Data for this task »
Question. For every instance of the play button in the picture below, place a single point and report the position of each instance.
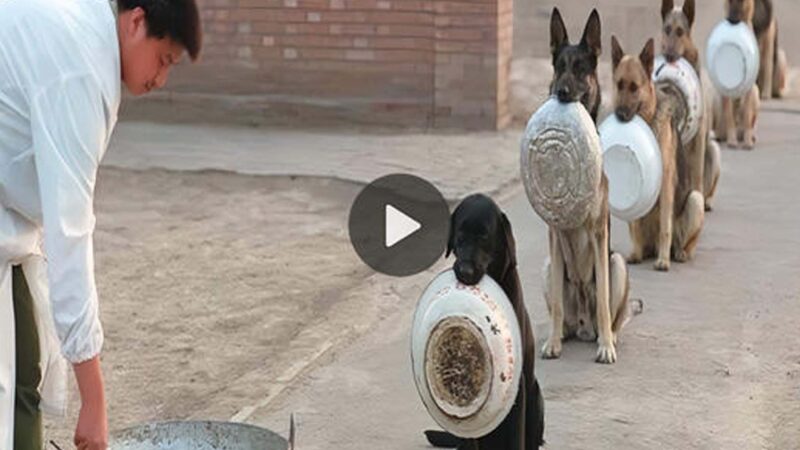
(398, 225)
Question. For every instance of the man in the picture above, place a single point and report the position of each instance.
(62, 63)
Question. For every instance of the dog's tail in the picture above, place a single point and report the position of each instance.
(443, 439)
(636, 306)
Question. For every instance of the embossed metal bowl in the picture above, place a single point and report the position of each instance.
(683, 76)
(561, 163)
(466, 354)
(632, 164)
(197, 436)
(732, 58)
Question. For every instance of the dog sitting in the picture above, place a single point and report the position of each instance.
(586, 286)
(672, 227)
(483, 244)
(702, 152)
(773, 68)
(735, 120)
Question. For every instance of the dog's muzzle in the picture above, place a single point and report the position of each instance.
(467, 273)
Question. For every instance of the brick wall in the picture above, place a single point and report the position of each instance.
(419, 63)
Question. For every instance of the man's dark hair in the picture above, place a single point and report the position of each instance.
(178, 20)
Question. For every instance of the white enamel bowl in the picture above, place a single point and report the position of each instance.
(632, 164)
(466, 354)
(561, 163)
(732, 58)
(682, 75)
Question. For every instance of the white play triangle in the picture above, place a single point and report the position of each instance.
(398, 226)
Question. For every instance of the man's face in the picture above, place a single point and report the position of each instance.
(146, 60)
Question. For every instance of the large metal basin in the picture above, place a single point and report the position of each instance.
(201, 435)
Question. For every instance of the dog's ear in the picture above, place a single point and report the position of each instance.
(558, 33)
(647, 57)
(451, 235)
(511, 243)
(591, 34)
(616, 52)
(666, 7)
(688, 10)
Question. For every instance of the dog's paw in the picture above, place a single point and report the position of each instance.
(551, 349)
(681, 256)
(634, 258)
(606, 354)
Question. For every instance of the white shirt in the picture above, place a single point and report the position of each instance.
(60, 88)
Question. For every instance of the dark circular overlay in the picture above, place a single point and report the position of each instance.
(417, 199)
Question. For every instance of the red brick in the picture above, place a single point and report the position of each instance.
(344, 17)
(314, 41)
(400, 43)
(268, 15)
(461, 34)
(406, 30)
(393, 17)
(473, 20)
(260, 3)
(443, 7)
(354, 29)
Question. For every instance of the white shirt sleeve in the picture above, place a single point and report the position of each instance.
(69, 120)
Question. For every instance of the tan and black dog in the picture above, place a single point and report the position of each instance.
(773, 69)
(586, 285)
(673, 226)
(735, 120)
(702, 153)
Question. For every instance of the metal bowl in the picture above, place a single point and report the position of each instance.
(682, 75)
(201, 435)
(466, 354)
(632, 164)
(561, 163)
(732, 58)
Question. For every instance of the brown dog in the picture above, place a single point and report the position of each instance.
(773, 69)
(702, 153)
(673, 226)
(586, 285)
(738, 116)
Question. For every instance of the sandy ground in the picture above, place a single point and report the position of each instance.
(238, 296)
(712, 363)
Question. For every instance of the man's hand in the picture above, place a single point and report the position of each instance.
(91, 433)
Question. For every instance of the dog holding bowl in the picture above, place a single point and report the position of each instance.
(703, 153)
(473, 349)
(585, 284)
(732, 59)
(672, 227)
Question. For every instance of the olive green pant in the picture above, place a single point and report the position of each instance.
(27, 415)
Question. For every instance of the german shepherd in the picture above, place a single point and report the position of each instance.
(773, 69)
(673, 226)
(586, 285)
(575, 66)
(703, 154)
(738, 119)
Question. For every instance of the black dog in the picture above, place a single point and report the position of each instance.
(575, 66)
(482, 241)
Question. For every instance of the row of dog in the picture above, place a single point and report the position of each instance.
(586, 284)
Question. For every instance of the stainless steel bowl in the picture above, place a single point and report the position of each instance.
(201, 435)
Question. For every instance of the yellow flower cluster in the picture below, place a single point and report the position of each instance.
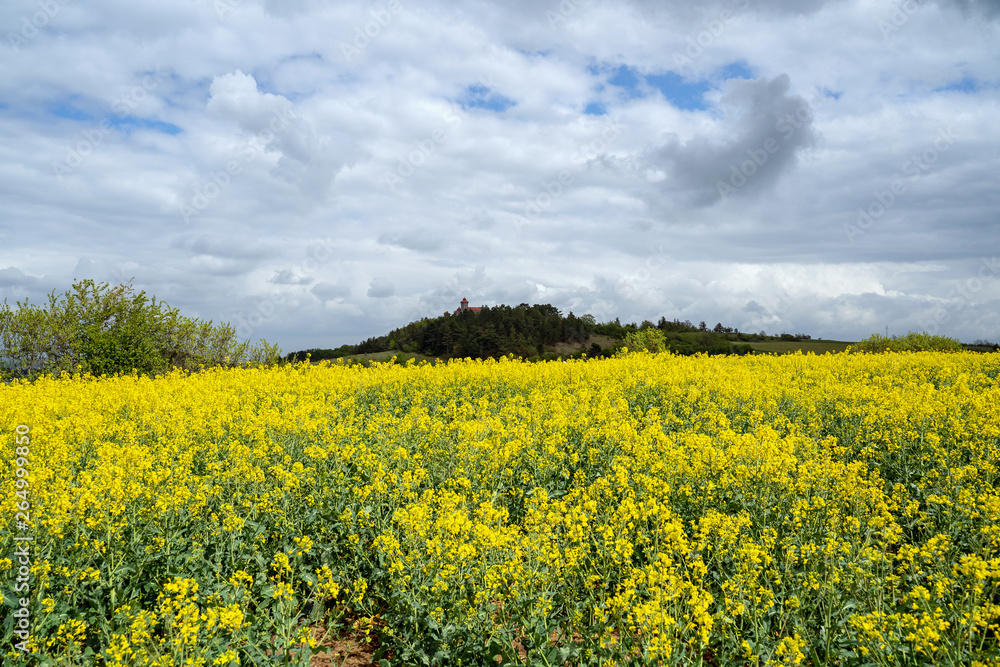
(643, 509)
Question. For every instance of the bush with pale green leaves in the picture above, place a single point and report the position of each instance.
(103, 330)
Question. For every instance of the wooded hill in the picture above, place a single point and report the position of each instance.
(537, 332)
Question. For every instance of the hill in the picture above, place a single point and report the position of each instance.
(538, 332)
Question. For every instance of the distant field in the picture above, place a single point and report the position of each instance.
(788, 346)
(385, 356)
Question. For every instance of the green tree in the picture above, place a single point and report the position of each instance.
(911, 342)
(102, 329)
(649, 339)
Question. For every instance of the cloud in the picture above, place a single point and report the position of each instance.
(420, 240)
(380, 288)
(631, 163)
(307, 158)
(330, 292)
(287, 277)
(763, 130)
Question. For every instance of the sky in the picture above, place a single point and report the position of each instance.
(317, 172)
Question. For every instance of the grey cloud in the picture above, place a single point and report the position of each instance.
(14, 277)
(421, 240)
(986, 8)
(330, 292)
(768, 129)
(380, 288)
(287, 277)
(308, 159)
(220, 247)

* * *

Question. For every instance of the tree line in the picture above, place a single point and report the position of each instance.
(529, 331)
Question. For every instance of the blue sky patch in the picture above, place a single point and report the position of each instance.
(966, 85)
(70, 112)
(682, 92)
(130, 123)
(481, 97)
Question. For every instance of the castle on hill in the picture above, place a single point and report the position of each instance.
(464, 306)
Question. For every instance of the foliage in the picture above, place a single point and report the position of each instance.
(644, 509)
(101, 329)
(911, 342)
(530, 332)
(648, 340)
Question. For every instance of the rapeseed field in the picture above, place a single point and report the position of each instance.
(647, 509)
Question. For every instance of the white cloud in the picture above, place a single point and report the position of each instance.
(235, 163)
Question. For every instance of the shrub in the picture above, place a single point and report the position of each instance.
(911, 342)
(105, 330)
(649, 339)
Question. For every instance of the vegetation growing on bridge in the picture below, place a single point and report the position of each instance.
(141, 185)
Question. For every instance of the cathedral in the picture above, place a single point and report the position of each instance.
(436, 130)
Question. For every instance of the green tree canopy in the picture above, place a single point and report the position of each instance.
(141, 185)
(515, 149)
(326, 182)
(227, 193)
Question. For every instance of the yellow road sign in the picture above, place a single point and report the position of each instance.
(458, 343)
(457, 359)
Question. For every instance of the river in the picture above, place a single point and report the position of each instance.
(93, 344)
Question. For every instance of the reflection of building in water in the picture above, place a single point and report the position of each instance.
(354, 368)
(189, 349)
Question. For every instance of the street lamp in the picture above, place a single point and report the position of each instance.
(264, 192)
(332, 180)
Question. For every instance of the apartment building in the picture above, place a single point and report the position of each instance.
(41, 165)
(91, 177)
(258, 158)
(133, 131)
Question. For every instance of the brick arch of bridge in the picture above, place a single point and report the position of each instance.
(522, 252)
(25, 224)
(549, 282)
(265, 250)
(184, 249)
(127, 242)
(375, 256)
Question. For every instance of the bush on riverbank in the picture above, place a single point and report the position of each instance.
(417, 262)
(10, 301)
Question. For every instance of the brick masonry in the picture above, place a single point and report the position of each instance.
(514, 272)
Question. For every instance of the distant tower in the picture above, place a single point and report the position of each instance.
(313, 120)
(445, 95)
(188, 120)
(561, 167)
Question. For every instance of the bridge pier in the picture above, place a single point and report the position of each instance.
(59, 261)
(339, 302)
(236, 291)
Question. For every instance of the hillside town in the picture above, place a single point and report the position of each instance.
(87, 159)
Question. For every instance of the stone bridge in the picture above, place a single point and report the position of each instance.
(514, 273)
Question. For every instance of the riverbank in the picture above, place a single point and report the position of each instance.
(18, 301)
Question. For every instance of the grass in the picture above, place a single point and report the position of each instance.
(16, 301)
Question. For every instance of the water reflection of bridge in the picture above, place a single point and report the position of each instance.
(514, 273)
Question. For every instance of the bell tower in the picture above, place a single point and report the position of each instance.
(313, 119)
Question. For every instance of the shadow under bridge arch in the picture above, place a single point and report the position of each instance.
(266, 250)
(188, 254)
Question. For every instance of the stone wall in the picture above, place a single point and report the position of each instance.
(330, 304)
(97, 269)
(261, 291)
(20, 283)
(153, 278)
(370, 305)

...

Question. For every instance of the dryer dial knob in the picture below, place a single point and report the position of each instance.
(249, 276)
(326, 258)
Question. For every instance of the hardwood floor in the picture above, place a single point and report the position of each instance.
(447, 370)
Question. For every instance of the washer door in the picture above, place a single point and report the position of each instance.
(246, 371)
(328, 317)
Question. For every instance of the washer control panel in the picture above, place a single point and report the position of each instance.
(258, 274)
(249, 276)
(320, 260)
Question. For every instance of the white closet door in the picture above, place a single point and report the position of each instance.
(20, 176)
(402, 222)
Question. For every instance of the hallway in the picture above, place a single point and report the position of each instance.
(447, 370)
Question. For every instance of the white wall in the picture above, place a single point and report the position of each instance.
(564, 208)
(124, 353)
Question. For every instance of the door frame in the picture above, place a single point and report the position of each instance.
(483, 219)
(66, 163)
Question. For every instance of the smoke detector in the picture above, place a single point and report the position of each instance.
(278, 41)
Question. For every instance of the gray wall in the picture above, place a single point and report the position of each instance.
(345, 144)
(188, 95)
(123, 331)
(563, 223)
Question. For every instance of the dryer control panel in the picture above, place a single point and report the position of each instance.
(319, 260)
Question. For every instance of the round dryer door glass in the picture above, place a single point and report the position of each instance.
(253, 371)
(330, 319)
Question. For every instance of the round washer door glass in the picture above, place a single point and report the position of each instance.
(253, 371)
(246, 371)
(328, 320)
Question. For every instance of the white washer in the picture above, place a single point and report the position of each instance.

Assignment » Above this task is a listing. Restate, word for word and with nothing added, the lines from the one with "Question. For every instance of the round dryer" through the one with "Question. For every instance of the white washer".

Written answer »
Question. For every instance of the round dryer door glass in the picture above, place a single point and report the position of each instance.
(253, 371)
(330, 319)
Question. For every instance of the round washer door glass in the picture above, place a single point and report the position of each instance.
(253, 371)
(246, 371)
(328, 320)
Question. For every instance of the white washer in the picture above, place a single point and report the position of each instance.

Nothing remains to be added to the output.